What you should do:
Retype the tail of the data exactly, starting at the line containing "of the puddle" and stopping at the last line.

-- start of Dataset content --

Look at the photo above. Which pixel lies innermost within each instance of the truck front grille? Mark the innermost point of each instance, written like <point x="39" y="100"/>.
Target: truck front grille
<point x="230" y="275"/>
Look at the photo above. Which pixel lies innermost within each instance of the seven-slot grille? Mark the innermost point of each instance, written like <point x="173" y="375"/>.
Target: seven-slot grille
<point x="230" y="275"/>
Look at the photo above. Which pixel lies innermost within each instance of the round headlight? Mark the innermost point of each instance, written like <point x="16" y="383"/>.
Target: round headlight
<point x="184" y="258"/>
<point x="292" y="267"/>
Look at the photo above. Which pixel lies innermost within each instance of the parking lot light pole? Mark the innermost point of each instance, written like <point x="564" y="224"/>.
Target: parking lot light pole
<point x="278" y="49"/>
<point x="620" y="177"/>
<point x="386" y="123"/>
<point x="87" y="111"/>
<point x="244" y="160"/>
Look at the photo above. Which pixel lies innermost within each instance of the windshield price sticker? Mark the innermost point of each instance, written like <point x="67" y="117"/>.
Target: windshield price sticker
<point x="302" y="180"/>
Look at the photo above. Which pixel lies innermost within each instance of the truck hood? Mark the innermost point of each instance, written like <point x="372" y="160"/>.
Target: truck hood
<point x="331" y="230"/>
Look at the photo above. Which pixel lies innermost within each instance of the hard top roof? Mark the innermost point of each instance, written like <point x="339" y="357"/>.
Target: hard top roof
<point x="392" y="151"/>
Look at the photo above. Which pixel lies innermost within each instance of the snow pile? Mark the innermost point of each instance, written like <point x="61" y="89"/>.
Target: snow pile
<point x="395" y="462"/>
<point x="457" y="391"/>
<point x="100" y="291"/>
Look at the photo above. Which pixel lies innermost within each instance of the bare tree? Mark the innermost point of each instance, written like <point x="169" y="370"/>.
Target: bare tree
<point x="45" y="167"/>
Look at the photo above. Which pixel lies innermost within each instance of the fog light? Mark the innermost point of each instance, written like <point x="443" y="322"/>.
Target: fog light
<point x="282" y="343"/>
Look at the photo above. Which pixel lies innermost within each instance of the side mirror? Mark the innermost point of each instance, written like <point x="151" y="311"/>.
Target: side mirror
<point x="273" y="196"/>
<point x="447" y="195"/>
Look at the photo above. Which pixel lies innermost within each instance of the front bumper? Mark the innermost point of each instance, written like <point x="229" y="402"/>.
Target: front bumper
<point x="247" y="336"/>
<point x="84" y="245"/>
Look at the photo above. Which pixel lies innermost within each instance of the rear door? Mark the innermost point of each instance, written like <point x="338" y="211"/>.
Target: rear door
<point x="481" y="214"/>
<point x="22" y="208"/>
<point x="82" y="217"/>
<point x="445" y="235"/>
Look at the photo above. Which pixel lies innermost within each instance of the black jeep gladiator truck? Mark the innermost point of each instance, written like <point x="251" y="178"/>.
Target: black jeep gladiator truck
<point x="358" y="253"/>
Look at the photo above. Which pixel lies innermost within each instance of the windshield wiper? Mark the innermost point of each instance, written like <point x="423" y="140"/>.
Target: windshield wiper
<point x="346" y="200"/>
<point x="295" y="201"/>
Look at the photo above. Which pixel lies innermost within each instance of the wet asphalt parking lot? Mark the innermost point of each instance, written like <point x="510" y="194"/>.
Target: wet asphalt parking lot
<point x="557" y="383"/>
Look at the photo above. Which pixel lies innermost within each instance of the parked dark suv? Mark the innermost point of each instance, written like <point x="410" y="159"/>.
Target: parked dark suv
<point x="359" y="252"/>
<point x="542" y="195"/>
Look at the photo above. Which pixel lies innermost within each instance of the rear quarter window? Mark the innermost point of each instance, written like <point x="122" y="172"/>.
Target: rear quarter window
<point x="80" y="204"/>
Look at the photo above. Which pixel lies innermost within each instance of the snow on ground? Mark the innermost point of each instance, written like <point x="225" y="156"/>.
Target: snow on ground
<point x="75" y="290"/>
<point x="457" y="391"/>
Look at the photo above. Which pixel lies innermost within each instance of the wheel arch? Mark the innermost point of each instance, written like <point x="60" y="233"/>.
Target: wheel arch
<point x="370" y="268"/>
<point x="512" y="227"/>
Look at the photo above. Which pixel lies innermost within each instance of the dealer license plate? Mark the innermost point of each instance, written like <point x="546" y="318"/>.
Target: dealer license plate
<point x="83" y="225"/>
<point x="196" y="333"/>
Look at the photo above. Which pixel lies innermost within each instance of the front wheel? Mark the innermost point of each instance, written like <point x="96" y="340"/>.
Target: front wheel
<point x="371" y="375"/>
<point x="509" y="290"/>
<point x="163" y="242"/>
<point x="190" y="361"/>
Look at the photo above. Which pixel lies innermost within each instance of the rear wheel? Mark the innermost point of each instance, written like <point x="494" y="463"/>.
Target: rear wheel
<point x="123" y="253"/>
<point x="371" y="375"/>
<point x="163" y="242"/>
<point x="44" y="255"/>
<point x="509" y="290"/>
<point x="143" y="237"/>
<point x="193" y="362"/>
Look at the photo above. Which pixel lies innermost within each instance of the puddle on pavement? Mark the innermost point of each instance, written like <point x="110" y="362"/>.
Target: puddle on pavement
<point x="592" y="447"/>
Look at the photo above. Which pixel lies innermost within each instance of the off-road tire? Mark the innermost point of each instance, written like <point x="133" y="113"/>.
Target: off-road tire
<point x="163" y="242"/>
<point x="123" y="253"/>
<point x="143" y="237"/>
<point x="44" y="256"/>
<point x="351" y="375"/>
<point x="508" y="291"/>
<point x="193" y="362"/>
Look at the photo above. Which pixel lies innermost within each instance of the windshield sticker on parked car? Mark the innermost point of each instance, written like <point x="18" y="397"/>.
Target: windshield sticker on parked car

-- end of Dataset content --

Correct answer:
Look at the photo above. Which pixel lies innermost within each instance of the puddle on pavement? Mark the innermost point of each instance, written like <point x="110" y="362"/>.
Target: puddle on pavement
<point x="592" y="447"/>
Look at the photo above. Which pixel lies innermost within each instance of the off-road tire? Mark the innermost point of each instance, written like <point x="133" y="113"/>.
Target: off-road tire
<point x="163" y="242"/>
<point x="123" y="253"/>
<point x="143" y="237"/>
<point x="44" y="256"/>
<point x="351" y="375"/>
<point x="508" y="291"/>
<point x="193" y="362"/>
Look at the photo above. Which pixel lies innermost within each instance of the windshield sticker on parked car? Mark the innermost point of each instance, written like <point x="18" y="397"/>.
Target: windshield sticker on parked car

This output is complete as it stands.